*Data*.
* * * * *
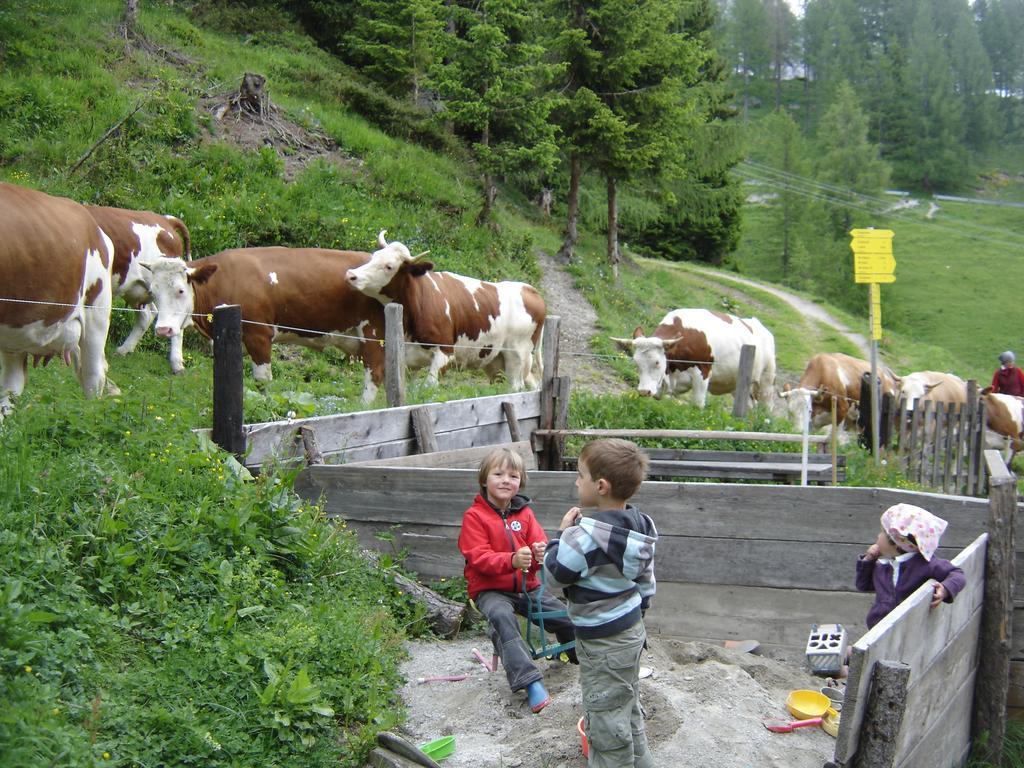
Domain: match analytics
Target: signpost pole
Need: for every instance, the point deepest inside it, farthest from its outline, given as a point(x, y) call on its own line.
point(873, 263)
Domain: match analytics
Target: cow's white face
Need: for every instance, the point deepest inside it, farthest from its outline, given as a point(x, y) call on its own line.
* * * * *
*Instructions for the task*.
Set down all of the lines above verbatim, omitting the pictures.

*The reply*.
Domain: match analytics
Target: signpost pole
Need: for every instance, the point deepest inside it, farthest from its outline, given as a point(x, y) call on its own line.
point(873, 263)
Domain: match analytics
Target: cow's white face
Need: for every instance, the point deepest inside it, farthest from its outline, given as a point(x, y) call on its own line.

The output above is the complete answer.